** START RECORDS TO USE **

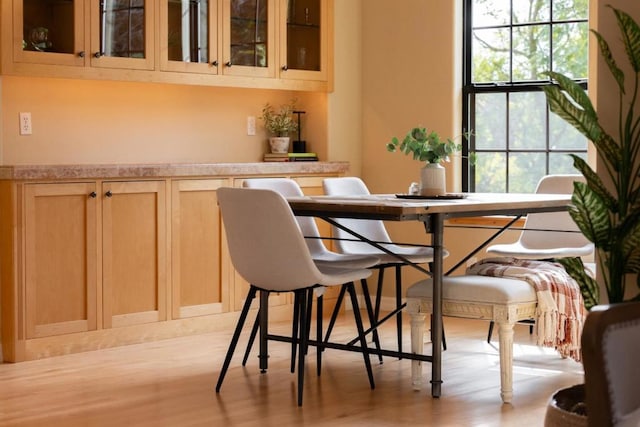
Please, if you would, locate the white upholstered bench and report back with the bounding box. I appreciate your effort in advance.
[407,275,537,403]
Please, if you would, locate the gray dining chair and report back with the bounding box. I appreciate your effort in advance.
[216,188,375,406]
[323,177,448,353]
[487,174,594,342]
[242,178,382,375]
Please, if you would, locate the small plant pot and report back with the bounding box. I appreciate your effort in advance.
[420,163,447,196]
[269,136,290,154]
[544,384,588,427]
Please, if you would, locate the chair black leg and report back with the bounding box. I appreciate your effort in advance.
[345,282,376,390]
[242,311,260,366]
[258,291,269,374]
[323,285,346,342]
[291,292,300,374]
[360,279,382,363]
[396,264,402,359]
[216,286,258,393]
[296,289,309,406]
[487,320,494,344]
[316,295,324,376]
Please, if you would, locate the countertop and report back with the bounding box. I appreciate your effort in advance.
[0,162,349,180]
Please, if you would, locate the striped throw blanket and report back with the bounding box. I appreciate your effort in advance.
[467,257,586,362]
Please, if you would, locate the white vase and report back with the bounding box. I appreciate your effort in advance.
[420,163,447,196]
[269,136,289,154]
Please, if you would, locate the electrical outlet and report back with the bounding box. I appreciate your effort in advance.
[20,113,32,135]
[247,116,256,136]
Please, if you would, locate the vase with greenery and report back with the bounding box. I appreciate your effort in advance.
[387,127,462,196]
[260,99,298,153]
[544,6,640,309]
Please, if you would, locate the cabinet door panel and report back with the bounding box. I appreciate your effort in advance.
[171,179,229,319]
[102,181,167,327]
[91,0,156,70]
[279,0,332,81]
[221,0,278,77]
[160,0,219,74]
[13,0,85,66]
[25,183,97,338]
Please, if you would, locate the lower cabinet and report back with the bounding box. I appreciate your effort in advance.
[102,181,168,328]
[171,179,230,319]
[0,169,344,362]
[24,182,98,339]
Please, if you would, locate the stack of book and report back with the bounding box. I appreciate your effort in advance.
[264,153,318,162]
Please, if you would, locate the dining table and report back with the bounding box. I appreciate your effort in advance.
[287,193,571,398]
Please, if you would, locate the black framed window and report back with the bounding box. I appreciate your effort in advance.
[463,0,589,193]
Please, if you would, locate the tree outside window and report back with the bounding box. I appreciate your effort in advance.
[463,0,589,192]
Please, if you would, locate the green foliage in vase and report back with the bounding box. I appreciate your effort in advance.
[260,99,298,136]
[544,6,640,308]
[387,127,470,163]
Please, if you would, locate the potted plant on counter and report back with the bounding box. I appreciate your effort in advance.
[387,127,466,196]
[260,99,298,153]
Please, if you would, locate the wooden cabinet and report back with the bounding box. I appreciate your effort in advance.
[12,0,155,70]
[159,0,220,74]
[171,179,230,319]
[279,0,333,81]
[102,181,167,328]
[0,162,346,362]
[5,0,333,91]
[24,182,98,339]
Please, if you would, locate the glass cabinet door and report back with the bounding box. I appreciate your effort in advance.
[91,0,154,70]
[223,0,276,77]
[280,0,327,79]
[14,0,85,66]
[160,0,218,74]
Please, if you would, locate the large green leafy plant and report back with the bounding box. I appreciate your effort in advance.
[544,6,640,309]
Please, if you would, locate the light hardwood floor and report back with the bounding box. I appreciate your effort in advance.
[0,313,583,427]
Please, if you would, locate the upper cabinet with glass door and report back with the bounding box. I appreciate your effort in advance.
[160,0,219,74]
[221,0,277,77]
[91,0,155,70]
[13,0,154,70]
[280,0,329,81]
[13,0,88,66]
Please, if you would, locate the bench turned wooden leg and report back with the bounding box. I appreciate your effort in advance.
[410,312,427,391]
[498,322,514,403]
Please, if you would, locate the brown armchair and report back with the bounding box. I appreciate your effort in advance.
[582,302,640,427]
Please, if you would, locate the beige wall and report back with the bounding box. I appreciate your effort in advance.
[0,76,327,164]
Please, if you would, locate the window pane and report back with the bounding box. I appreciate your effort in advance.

** END RECORDS TO USE **

YOUR OBJECTIVE => Every record gets retyped exactly; no picture goes into the copy.

CORRECT OUTPUT =>
Please, if you would, locate the white upholstered bench and report back with the bounding box. I appreciate your effort in advance.
[407,275,537,403]
Please, if you would, locate the gray dining chair and report back with the bounding box. I appreciate your effort in advance.
[216,188,375,406]
[323,177,448,353]
[487,174,594,342]
[242,178,382,375]
Please, if you would, locate the small plant pot and report back with the bounding box. I appreciate your effort in advance.
[420,163,447,196]
[269,136,290,154]
[544,384,588,427]
Please, if you would, locate the chair black leg and report back with the bounding box. I appreciate your effort in advance.
[345,282,376,390]
[242,311,260,366]
[258,291,269,374]
[323,285,346,342]
[291,292,300,374]
[360,279,382,363]
[396,264,402,359]
[216,286,258,393]
[296,289,309,406]
[487,320,494,344]
[316,295,324,376]
Please, if you would, locate the countertop and report back with the bounding box. I appreciate your effort in advance.
[0,162,349,180]
Please, if you would, locate the striped throw blanket and report back with the bounding box. I appreciate your effort in advance.
[467,257,586,362]
Please, if you would, locate the white vase and report back with the bounding box. I appreciate your effort in advance.
[420,163,447,196]
[269,136,289,154]
Please, if you would, locate the electrical outlet and report back with the bounding box. I appreciate your effort in advance.
[20,113,32,135]
[247,116,256,136]
Please, if you would, locate the vase with greenery and report back with the bounding box. I appreciate your effort in advance.
[387,127,462,196]
[260,99,298,153]
[544,6,640,309]
Please, if you would, locate the cabinet door panel and report back with the bounding box. I appreciate your effort in advance.
[171,179,229,319]
[102,181,167,327]
[91,0,156,70]
[279,0,332,81]
[221,0,278,77]
[160,0,219,74]
[13,0,85,66]
[25,183,97,338]
Please, if you would, locate the lower cabinet and report back with the bounding box. I appreciate your effort in advance.
[102,181,168,328]
[171,179,230,319]
[0,169,344,362]
[24,182,98,339]
Please, if you would, locate the stack of book and report back with the bounding box. I appreciate your effort in advance.
[264,153,318,162]
Please, if you would, locate the dining table and report back with the bounding box. I appreciate your effort in advance.
[287,193,571,398]
Please, if you would, locate the black framed window and report back with the bounding box. I appreciate your effort in advance.
[463,0,589,193]
Please, if you would, locate the tree outside window and report back with the bounding box. I appreciate your effort in advance.
[463,0,589,192]
Please, if you would, locate the green foliage in vase and report back with the bounding box. I appreciate your effort in advance.
[260,99,298,136]
[544,6,640,308]
[387,127,470,163]
Please, if you would, locate the potted plant on counter and report back with the bounding box. I appreciate your effort in advance.
[387,127,466,196]
[260,99,298,153]
Please, if you would, locate the wooden cabinet and report back with the bounding box. I appreciate your effort in advance.
[12,0,155,70]
[159,0,220,74]
[171,179,230,319]
[279,0,333,81]
[102,181,167,328]
[0,162,346,362]
[5,0,333,91]
[24,182,98,339]
Please, if you would, locate the glass cabinet door and report back with the bounding box. I appreciate your effort in advance.
[91,0,154,70]
[223,0,276,77]
[280,0,327,79]
[14,0,85,66]
[160,0,218,74]
Please, if you would, locate the large green leafy plant and report back with the bounding box. I appreciate your effort in advance.
[544,6,640,309]
Please, if you would, locate the light hardwood floor and report back with the bounding box. I appreciate your effort in advance.
[0,313,583,427]
Please, if you would, locate the upper cabinet with glass door and report back with the bounding box. I appreciate your effort in advance.
[160,0,219,74]
[221,0,277,77]
[91,0,155,70]
[13,0,154,70]
[280,0,329,81]
[13,0,88,66]
Please, if you would, locate the bench turned wooden leg and report back with the bounding box. I appreciate your effort in advance.
[410,312,427,391]
[498,322,514,403]
Please, if you would, locate the brown armchair and report back with the bounding box. I appreciate your effort in advance.
[582,302,640,427]
Please, if you would, locate the beige wall and report back with the bounding box. I appreciate your effort in advance.
[0,76,327,164]
Please, if you would, locate the window pane and report back with the bounding box. I appreciate your effort in advance.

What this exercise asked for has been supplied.